(Texte extrait)

■ ■ ■

Bref, entre le sexisme, la sexualisation des corps et le cyberharcèlement, les femmes doivent redoubler de vigilance sur les plateformes. Il suffit de voir les chiffres: 84 % des victimes de cyberviolences sont des femmes selon une étude Ipsos de novembre 2023. Et, d'après le Haut Conseil de l'Egalité (HCE), "le monde numérique amplifie les biais du sexisme". Le rapport alerte notamment sur la "sous-représentation" des femmes sur les réseaux sociaux, qui sont "invisibilisées, caricaturées ou agressées".

Face à ce constat, certaines internautes s'organisent et créent des applications 100% dédiées aux femmes. C'est le cas de Claire Suco, à la tête du compte Instagram meufparis. "Quand j'ai avorté en 2017, j'ai compris qu'il n'y avait pas de plateformes pour discuter librement avec d'autres femmes", se souvient la trentenaire suivie par 218.000 abonnés.

Redonner la parole aux femmes

"Beaucoup de femmes n'osent pas s'exprimer sur les réseaux sociaux", rappelle Claire Suco. "Avant de lancer l'application, je recevais tous les jours des messages d'utilisatrices qui avaient besoin de conseils, mais qui n'osaient pas poster sur Instagram, de peur de recevoir des commentaires désagréables ou d'être jugée."

Lors de son passage dans l'émission "Qui veut être mon associé?", l'entrepreneuse a ainsi dévoilé Meuf, un réseau social uniquement dédié aux femmes. Le principe est simple: les utilisatrices peuvent discuter librement autour de plusieurs thématiques, comme les règles, la ménopause ou encore la sexualité et le travail. Autre particularité: il n'y a pas de filtres ni de likes. Pour le reste, Meuf fonctionne comme un réseau social, tout ce qu'il y a de plus classique. Les internautes disposent d'un profil pour poster photos, vidéos ou message.

Claire Suco est loin d'être la seule à se lancer sur ce créneau. Ces dernières années, de plus en plus de réseaux sociaux entièrement consacrés aux femmes ont vu le jour. Avec toujours la même promesse: offrir des espaces d'échange bienveillants et sécurisés, loin du cyberharcèlement dont sont victimes les femmes sur les plateformes.

Ainsi, WeMoms rassemble plus de 360.000 jeunes mamans via une application mobile et TheSorority s'est spécialisée dans les situations de violence et d'insécurité. De son côté, l'application Les Martines a décidé de rester généraliste. "J'avais un compte Instagram de 30.000 personnes. Je recevais beaucoup de questions chaque jour alors, j'ai créé un Discord pour qu'elles s'entraident. C'est ce qui m'a donné l'idée de lancer l'application", relate Marine Defaux, fondatrice du réseau social Les Martines.

■ ■ ■

(Consigne écrite) Dans le texte sur les réseaux sociaux réservés aux femmes, recopiez mot pour mot le passage qui va de « Claire Suco est » jusqu'à « femmes sur les plateformes. ».

(Lignes de données)
■ ■ ■

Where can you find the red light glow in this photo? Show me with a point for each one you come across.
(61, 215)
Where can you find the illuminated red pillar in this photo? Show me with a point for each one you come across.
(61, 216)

■ ■ ■

(Corrigé)
Claire Suco est loin d'être la seule à se lancer sur ce créneau. Ces dernières années, de plus en plus de réseaux sociaux entièrement consacrés aux femmes ont vu le jour. Avec toujours la même promesse: offrir des espaces d'échange bienveillants et sécurisés, loin du cyberharcèlement dont sont victimes les femmes sur les plateformes.